--- Begin TEXT EXCERPT ---

The GitHub site currently hosts several of our itineraries along with a small amount of code (written in python with the Pandas library) that allows for the conversion of itineraries to trip sets, compilation of itineraries, looking up of existing names in other itineraries or in geonames.org, and other transformations that will assist in data collection and visualization. This should help us better organize all of the diverse data points, especially by linking each location (when possible) with a geonames id, a broadly cross-referenced and computer legible reference point. This leaves the door open to connecting our projects to linked open data sometime in the future (Wikidata is probably the most famous version of a linked open data project). There are also instructions available for how to insure that the geonames id is correct, not to mention what to do when there is no obviously available geonames referent.

The medium term goal is to compile a larger bibliography along with a set of usable assignments that other scholars and teachers could use as samples in digital humanities courses or as a digital example in an appropriate history course. These assignments will provide a two-fold benefit. First, each assignment undertaken will add to the scope of the overall data-set. The bibliography will provide other opportunities for history students to create their own data which we can then add to the collection. Second, because of the scope of the data already present, students will be able to more quickly use digital tools on a larger data-set to see the potential of geographic and statistical analyses. Eventually, we will add some of the more successful visualizations along with instructions to try with new data or to modify and expand on.

--- End TEXT EXCERPT ---

▶ **GIVEN PROBLEM A**: According to the text on the itinerary project, in what language and with what library is the code on the GitHub site written?
▶ **GIVEN PROBLEM B**: Write the next part of the text on the itinerary project, picking up after its final sentence.
The lines after this text come from a separate source.

--- Begin DATA ROWS ---

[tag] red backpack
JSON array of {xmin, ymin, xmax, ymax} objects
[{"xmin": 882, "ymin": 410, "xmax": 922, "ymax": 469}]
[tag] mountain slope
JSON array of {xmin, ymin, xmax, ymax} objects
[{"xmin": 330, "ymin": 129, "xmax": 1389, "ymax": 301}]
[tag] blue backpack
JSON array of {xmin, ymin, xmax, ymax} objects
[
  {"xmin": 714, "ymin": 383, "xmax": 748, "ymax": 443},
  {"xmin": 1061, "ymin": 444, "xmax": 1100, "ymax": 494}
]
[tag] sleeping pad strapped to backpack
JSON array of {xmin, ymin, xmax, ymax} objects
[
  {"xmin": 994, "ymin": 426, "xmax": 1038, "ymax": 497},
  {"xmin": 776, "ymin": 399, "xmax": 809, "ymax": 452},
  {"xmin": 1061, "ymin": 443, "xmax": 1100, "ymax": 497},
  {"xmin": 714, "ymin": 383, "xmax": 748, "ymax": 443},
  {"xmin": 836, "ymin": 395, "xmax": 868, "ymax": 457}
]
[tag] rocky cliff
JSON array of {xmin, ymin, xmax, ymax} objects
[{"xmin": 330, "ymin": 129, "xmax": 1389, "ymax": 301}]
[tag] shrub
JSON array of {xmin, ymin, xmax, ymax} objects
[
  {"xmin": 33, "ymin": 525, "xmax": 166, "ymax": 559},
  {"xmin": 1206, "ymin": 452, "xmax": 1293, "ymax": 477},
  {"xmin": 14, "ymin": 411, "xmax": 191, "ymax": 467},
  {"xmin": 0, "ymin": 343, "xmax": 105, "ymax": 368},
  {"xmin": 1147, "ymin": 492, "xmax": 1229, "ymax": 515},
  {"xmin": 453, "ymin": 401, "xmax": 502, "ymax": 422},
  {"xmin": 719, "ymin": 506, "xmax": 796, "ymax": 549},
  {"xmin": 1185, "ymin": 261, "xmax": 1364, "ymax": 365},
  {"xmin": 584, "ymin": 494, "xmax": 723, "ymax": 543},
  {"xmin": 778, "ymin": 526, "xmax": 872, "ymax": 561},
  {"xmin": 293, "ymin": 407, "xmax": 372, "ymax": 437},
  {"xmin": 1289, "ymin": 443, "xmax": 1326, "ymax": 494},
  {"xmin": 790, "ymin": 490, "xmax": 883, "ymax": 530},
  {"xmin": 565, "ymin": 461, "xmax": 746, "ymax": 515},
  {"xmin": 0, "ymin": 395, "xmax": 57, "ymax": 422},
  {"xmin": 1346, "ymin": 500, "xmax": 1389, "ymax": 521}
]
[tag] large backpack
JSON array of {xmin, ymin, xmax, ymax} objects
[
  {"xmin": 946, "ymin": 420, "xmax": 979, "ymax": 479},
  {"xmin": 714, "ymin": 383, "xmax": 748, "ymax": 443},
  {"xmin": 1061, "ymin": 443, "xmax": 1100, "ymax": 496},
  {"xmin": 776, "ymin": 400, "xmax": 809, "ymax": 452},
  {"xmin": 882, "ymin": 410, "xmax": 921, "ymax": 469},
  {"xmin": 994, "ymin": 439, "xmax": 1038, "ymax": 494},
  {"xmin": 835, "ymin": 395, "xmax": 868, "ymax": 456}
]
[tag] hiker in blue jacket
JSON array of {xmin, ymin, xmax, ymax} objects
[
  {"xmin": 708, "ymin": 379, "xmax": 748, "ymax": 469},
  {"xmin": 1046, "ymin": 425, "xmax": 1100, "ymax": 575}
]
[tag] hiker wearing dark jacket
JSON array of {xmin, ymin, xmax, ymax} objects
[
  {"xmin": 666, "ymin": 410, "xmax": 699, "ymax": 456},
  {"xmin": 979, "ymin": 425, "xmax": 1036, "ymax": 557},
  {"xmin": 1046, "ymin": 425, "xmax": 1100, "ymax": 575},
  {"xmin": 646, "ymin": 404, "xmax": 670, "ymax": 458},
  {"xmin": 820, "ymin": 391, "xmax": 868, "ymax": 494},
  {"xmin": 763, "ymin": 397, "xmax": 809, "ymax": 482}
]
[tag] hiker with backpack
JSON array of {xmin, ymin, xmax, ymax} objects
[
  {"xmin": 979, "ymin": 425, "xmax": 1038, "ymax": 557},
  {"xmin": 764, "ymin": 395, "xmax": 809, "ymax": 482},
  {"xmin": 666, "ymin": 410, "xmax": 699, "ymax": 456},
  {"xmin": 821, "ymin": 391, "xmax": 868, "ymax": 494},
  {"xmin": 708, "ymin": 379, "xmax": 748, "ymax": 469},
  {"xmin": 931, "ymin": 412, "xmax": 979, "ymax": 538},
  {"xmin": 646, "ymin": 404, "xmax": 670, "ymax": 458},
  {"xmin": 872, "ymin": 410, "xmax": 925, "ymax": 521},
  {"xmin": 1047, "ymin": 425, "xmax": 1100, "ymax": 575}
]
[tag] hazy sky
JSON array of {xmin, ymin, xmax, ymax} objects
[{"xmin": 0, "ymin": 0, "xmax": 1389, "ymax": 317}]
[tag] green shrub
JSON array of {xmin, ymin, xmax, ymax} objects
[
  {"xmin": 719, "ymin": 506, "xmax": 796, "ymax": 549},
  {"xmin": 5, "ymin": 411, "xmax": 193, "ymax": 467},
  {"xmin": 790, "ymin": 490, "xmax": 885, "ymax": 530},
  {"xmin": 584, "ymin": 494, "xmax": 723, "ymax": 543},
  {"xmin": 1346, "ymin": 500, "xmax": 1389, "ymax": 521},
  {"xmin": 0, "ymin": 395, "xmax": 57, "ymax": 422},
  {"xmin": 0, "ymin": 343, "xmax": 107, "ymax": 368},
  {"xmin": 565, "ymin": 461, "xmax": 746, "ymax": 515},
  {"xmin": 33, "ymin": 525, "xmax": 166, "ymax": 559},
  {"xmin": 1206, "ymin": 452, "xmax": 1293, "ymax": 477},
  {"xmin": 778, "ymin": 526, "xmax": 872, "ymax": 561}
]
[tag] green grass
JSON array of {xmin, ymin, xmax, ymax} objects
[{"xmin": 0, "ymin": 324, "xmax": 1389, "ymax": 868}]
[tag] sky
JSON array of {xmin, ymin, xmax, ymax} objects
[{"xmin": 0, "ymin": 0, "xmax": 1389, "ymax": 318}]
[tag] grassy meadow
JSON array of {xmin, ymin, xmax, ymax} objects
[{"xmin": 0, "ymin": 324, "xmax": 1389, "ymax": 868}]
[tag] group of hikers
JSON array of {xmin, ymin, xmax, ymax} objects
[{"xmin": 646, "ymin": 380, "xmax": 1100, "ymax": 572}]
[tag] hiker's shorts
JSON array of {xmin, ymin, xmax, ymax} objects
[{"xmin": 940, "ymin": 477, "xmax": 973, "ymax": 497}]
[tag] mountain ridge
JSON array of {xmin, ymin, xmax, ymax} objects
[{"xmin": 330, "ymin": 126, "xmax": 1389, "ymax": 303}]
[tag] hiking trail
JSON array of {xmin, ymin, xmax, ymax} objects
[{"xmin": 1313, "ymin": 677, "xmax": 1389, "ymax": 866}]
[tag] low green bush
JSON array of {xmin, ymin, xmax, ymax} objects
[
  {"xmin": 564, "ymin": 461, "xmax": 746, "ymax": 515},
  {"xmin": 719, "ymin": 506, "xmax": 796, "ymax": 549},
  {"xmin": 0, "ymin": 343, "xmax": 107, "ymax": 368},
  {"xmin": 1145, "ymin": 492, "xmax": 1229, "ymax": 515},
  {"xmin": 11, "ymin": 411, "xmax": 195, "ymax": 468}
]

--- End DATA ROWS ---

▶ **EXERCISE OUTPUT A**: Python, with the Pandas library.

▶ **EXERCISE OUTPUT B**:
It is a key difficulty in teaching digital humanities that data collection on a scope large enough to produce compelling results must often be balanced with the class time needed to actually learn the digital tools used to run the analyses (GIS tools, stats packages like R, and other tools all involve whole courses in their own right.) By creating an iterative platform with model analyses and large amounts of already usable data, students and professors can participate in each stage of the project only for as long as they have available for their course without sacrificing the ability of students to practice all the steps along with way and produce satisfying historical results. Ideally, the project components on GitHub will allow courses to contribute incomplete data that other groups can pick up and continue. This makes concrete how we have attempted to run the lab in the past – with students able to work on a project at multiple stages, passing it off to a new group of students to move further when they are done. However, the instructions, future work, and goals have generally lived in the individual heads of the professors overseeing each project rather than in more publicly usable formats.

The long-term goal is to structure the data into an SQL database for easier querying, but also to increase substantially the number of trips and itineraries available in the data-set. We are also aiming to add data from a number of letter collections, including some data-sets we have already worked on (see: “Parsing the Past“). Eventually, there should be enough data about small movements to be able to ask broader questions about European mobility in the late medieval period. If we can reach a few hundred thousand individual data points (known short trips of less than a couple days), we will be able to ask systemic questions about the nature of movement. We could look for patterns such as seasonality, the influence of topography, linguistic boundaries, or observe potential regional differences across Europe.

The extended vision of the project could resemble the Stanford Orbis project – an interactive map of the ancient world for which there is no medieval equivalent. However, while Orbis is based on original research and primary sources, the sources are more diaphanous and descriptive. The map is built on algorithms that encode assumptions based on those sources, whereas a large enough data-set of individual trips would allow for algorithms that can give travel times and methods as inductive statistical guesses. These inductive guesses would be built on an extensive underlying source base of individual trips.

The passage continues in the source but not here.